GIVEN REQUEST: Reproduce the part of the passage on wired plastic panes that begins at the words "It is even possible" and stops after the words "of the sheet.", with every word and punctuation mark unchanged.

Preferably, both the sheet and the additional material
for the pane body are made of polycarbonate. However,
the sheet and the pane body may not have to be made of
the same material. It is also possible to use PMMA and
other appropriate materials and optionally combine
them, provided that the materials of the sheet and of
the pane body are compatible, and therefore provided
that they are securely and lastingly bonded to each
other by the injection-molding operation. In the
optimum case, the surface fusing of the substance
injected at the rear with the sheet gives rise to a
practically uniform composite obtained from the sheet
and the pane body.
As in other panes with incorporated wires, the latter
may also, in the panes disclosed here, be used as
resistance heating elements, as antenna conductors, as
conductors for a breakage alarm loop and/or also for
shielding ox decorative purposes.
The area of the surface furnished with wires in the end
product (and therefore either heating or acting as an
antenna) may be freely determined. For example, apart
from placing the wires over the entire surface, it is
possible to furnish only part of the surface of the
sheet with said wires. Furthermore, different
"functional fields" (heating, antenna, etc.) may be
furnished with wires on one and the same sheet, which
wires must not absolutely be electrically connected
together but which may be electrically connected to the
outside separately from one another, according to the
requirements.
It is even possible to employ a sheet area smaller than
the total area of the pane. Said total area is then
determined only by the pane body, which extends at
least on one side beyond the sheet, or else forms a
smooth extension of the outer face of the sheet.
Transitions between the sheet and the pane body in the
outer face of the pane are barely perceptible visually,
even in prototypes, as a result of the fusing of the
material injected hot under high pressure via the rear
with the sheet, in particular also with its cut edge
located in the face. It would also be conceivable to
provide two or more than two sheet portions on one and
the same face of the pane. Where appropriate, the
aforementioned different functional fields may also be
placed on separate sheets, which are joined via the
rear to a common pane body by rear injection molding
and are located in the same outer face, of the finished
pane.

GIVEN MATERIAL:
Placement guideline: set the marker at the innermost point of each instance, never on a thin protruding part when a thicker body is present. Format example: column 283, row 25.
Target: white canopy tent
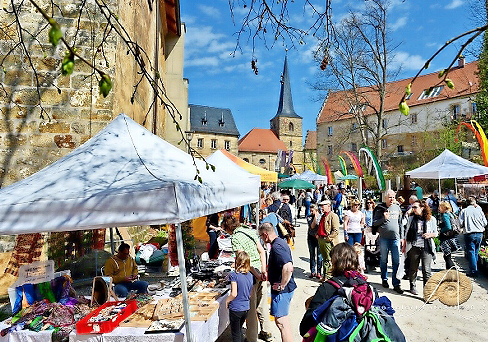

RESULT OF THIS TASK:
It is even possible to employ a sheet area smaller than
the total area of the pane. Said total area is then
determined only by the pane body, which extends at
least on one side beyond the sheet, or else forms a
smooth extension of the outer face of the sheet.